Exercise brief: Please put the lines of the listing below, starting at the line that contains "Exercise. For every instance of the white" and ending at the line that contains "Exercise. For every instance of the man", into a Markdown table with the columns "Row" and "Line", leaving out blank lines.

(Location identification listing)
○ ○ ○ ○ ○

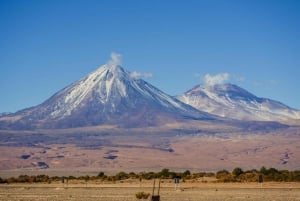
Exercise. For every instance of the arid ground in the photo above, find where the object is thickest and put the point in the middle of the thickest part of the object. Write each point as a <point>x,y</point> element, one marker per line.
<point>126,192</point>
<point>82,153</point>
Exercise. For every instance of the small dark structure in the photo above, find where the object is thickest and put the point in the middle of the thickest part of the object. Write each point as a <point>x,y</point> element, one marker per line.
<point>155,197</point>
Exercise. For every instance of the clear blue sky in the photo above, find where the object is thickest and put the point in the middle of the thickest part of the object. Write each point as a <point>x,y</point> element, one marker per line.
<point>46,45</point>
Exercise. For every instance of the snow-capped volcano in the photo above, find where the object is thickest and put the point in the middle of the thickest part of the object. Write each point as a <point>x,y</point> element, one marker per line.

○ ○ ○ ○ ○

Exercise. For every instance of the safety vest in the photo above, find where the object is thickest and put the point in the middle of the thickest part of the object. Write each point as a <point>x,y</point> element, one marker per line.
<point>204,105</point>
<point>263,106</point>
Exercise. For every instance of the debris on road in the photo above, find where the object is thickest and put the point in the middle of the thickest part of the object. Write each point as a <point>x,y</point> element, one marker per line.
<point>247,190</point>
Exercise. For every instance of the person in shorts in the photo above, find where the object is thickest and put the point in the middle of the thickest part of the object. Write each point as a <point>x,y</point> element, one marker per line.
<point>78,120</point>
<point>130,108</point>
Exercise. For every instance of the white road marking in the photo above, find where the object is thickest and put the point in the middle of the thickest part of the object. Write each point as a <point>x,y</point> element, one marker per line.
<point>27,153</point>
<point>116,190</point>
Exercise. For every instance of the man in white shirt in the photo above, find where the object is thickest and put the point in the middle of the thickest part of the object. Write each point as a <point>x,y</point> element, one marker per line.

○ ○ ○ ○ ○

Solution to this problem:
| Row | Line |
|---|---|
| 1 | Exercise. For every instance of the white road marking in the photo above, find where the object is thickest and put the point in the middle of the thickest part of the object. Write each point as a <point>x,y</point> element, one marker per line. |
| 2 | <point>27,153</point> |
| 3 | <point>116,190</point> |
| 4 | Exercise. For every instance of the man in white shirt in the photo above, find where the object is thickest and put the point in the middle of the thickest part of the object. Write each point as a <point>x,y</point> element, one marker per line. |